Objective: Rewrite the rows below with "bare shoulder" replaced by "exposed shoulder" and everything else left unchanged.
□ □ □ □
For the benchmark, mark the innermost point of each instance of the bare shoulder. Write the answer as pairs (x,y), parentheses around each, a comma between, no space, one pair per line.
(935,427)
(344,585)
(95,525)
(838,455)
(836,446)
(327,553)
□ □ □ □
Reply:
For the benchmark, mark the innermost point of each instance of the exposed shoulder. Write the answer as pairs (x,y), parentheses around each, a comma between, no space, one pair per line.
(935,427)
(344,585)
(95,525)
(838,455)
(836,446)
(327,553)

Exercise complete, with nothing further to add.